EXERCISE BRIEF: Please count the lines below that contain the string "shoulder", with uppercase and lowercase treated as different. Reply with the number alone.

* BEGIN RECORDS SUPPLIED *

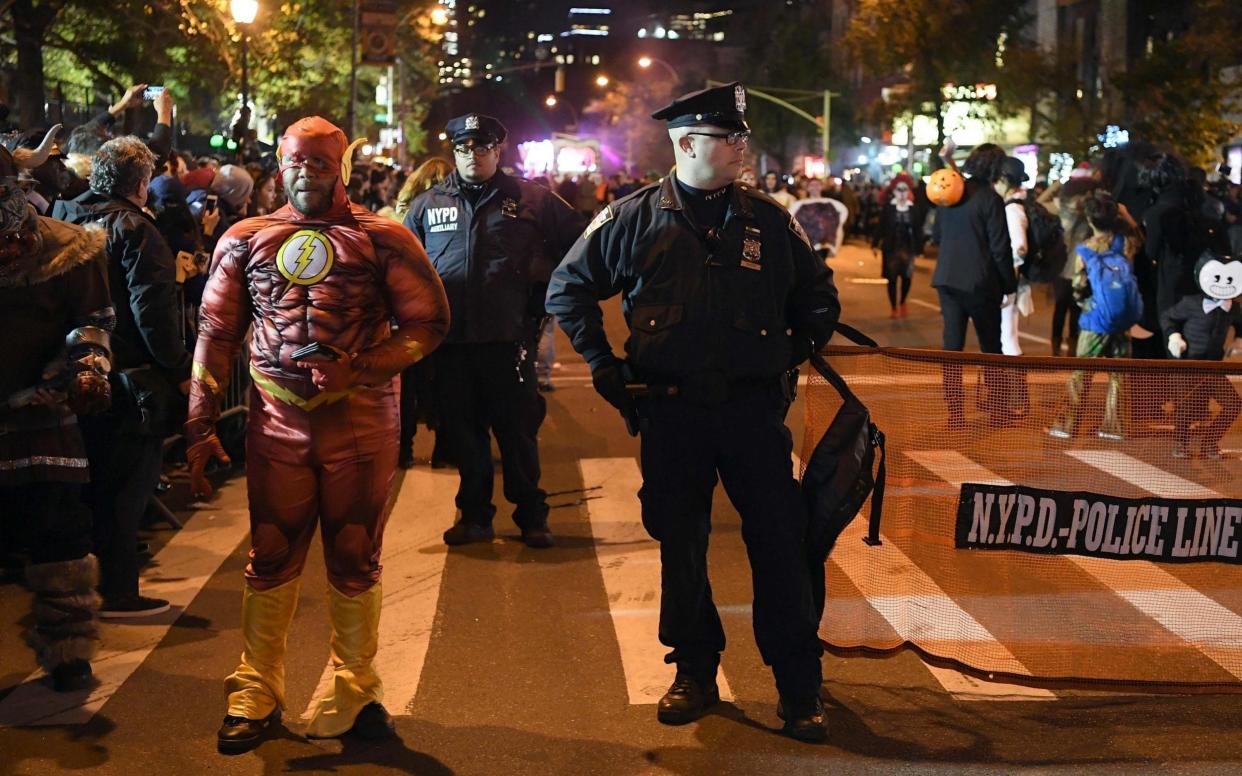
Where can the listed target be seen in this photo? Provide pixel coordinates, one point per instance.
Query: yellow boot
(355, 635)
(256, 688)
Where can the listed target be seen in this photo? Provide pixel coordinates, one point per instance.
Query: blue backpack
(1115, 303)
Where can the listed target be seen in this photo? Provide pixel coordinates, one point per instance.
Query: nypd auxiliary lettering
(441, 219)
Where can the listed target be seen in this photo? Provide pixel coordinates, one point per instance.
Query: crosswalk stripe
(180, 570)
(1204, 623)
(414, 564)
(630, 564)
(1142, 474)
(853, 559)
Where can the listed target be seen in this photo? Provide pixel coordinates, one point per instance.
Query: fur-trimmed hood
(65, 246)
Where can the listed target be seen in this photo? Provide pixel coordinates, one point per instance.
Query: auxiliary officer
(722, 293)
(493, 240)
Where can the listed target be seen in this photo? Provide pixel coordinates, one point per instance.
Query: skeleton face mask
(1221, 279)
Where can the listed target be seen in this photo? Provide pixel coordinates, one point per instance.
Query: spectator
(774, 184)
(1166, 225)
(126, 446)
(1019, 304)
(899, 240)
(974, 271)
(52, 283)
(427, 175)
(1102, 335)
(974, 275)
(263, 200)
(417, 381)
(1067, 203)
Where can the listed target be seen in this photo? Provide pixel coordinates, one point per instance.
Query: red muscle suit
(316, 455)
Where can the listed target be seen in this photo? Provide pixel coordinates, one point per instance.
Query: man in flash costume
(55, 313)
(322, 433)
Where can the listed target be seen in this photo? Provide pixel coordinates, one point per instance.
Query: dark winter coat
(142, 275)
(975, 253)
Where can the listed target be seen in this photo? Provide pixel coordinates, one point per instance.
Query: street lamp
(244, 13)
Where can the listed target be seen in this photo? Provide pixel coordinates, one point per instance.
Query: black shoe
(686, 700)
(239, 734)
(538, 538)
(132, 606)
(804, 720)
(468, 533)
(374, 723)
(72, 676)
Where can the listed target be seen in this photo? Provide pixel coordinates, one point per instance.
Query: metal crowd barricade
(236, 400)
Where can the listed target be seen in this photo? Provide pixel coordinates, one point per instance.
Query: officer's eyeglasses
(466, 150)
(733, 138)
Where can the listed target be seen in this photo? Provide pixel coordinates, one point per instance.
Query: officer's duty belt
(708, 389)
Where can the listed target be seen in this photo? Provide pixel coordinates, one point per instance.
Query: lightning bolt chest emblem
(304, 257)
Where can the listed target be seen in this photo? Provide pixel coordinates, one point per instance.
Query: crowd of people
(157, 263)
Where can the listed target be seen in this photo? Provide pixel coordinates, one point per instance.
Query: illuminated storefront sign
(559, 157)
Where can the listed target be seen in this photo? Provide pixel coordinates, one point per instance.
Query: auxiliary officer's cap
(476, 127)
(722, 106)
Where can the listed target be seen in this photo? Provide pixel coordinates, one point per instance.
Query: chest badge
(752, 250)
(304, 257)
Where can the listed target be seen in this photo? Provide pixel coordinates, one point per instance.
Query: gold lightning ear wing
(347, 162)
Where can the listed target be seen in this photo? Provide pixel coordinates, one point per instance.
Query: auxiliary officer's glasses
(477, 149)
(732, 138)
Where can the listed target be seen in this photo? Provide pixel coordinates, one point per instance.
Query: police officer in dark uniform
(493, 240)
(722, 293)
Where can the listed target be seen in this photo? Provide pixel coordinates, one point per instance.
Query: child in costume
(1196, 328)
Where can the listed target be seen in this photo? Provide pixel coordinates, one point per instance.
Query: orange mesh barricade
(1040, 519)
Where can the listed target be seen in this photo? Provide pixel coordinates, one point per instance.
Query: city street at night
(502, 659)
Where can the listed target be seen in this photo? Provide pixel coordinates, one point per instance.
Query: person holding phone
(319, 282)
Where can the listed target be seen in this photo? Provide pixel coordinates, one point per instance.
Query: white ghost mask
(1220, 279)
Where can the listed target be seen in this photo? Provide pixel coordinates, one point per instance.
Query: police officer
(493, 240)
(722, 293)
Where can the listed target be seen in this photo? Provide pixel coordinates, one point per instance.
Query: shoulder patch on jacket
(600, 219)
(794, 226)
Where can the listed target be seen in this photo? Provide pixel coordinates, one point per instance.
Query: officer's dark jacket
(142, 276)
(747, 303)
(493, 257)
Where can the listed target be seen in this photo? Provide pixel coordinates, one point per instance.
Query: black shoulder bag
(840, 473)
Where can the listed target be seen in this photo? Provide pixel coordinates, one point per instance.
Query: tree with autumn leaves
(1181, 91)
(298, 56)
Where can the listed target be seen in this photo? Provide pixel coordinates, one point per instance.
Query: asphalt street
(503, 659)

* END RECORDS SUPPLIED *
* BEGIN RECORDS SUPPLIED *

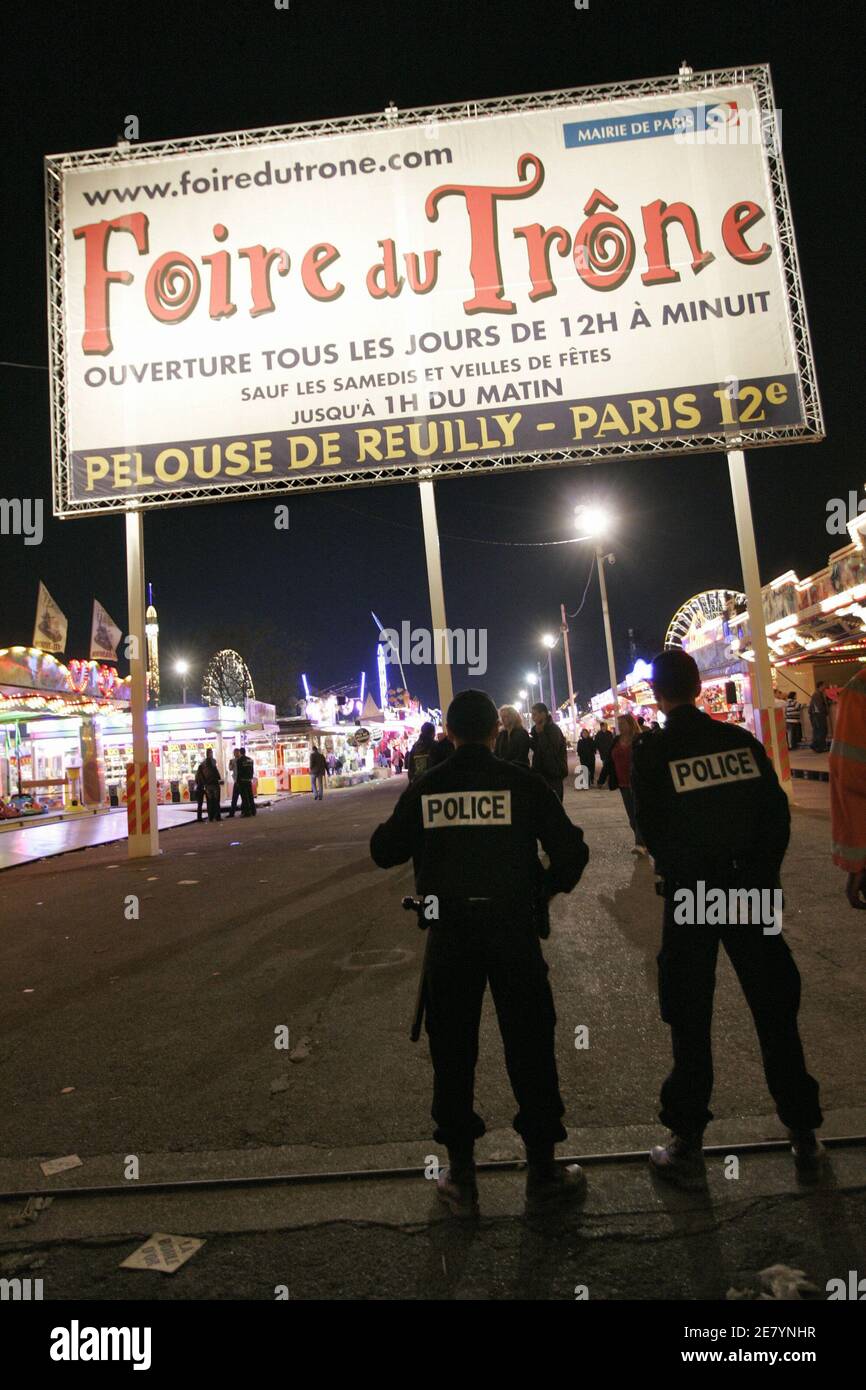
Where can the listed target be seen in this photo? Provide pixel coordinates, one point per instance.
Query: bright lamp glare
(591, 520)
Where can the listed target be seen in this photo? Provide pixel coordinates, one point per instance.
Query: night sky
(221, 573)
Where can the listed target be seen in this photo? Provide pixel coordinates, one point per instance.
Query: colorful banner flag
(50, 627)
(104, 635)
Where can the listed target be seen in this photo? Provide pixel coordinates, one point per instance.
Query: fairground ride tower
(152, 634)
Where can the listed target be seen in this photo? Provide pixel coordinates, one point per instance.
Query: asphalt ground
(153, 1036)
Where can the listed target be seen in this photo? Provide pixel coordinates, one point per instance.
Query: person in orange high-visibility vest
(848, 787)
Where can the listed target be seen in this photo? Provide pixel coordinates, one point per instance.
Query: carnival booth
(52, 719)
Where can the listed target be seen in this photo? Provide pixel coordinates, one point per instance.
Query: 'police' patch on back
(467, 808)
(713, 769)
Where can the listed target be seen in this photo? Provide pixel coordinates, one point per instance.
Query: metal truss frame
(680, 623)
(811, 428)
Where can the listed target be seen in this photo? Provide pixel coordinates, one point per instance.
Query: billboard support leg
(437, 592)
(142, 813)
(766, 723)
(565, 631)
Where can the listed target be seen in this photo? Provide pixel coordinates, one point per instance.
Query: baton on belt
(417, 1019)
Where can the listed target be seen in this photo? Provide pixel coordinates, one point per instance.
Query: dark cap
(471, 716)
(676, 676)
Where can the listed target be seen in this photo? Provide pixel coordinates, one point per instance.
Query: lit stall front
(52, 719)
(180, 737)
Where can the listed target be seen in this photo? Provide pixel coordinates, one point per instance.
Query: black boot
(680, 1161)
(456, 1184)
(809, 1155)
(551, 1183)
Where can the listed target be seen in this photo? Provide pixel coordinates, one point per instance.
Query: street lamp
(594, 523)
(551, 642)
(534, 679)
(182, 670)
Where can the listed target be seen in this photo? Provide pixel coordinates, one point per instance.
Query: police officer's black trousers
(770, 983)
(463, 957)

* END RECORDS SUPPLIED *
* BEGIN RECORDS SUPPLIED *

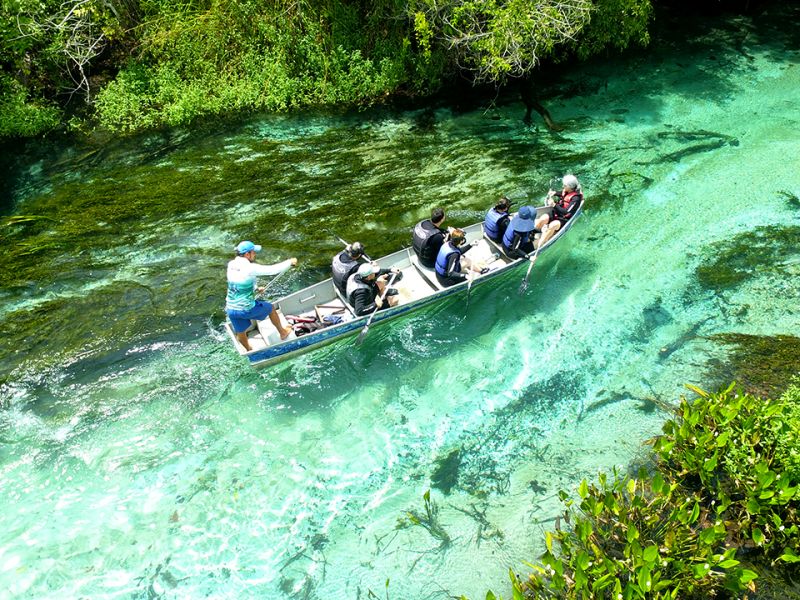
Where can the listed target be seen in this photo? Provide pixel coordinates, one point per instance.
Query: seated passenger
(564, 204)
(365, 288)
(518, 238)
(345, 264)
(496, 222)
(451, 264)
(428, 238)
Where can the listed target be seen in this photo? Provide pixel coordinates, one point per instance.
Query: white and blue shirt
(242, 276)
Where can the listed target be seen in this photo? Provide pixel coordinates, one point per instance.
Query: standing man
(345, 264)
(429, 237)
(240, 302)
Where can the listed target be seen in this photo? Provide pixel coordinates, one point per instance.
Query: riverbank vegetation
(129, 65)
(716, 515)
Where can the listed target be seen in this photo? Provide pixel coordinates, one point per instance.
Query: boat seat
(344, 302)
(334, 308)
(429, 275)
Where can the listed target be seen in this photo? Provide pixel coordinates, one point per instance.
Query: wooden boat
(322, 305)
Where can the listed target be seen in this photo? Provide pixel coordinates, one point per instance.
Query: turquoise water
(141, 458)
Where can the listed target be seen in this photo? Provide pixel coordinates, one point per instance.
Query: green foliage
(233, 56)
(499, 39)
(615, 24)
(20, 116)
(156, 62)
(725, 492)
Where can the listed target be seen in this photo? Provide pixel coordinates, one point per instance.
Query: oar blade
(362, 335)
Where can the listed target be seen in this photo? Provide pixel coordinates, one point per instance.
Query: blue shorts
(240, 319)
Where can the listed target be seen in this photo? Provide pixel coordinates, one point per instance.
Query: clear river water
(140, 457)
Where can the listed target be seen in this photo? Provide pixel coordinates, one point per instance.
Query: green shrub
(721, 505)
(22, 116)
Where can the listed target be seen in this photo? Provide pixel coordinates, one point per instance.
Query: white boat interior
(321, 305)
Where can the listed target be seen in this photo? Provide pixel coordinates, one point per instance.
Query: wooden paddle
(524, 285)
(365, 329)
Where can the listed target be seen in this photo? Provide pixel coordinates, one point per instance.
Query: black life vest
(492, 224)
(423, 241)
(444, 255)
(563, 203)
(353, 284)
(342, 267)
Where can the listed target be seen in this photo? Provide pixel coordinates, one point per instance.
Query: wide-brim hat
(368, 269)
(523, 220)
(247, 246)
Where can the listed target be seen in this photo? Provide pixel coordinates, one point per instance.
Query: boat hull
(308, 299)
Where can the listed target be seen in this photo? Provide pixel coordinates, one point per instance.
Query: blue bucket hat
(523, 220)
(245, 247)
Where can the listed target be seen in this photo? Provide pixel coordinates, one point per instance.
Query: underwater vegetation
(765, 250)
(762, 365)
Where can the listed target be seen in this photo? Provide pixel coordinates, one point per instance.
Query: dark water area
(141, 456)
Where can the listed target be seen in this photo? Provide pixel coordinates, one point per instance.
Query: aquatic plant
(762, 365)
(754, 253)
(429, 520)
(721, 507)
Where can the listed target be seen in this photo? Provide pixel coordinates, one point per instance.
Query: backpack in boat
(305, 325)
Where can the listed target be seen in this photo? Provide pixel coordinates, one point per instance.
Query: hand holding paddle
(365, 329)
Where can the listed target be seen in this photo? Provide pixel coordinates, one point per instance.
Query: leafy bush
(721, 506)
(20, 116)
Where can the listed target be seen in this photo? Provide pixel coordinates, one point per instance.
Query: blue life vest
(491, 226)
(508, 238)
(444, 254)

* END RECORDS SUPPLIED *

SOLUTION: 2